- **INPUT FOR THIS TASK**:
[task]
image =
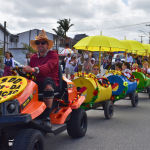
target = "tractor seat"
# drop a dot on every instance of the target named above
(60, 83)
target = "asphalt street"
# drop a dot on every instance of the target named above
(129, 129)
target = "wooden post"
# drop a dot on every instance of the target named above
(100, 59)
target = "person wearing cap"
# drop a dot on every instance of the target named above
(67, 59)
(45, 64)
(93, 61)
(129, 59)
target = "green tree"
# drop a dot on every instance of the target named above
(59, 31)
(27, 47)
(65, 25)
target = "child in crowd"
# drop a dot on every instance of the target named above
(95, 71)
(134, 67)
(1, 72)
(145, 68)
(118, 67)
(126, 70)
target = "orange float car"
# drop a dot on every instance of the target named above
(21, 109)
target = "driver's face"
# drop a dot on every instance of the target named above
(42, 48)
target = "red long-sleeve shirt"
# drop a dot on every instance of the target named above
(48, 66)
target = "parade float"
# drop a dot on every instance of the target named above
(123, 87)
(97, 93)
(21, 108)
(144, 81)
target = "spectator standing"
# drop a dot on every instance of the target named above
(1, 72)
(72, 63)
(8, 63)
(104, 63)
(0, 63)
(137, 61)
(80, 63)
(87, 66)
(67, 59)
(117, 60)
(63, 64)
* * *
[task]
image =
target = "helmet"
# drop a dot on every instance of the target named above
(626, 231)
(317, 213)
---
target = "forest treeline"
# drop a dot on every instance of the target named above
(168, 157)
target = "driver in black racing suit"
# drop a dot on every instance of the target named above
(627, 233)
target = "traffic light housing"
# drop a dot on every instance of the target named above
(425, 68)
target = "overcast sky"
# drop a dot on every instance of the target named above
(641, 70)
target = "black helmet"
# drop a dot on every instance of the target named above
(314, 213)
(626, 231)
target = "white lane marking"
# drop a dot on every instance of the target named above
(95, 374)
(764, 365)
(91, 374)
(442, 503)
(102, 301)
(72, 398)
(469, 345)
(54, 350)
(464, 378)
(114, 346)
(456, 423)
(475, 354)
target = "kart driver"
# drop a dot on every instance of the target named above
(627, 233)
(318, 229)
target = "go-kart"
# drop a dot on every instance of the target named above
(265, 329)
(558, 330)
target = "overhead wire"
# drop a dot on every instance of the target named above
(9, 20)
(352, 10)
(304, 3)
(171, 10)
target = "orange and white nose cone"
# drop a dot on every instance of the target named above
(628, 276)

- **CHALLENGE**: Can you find every line in the records above that contains the string "white" and copy each one in full? Matches must have the same uppercase and lowercase letters.

- **REPLY**:
target = "white lane marking"
target = "orange and white nose cone"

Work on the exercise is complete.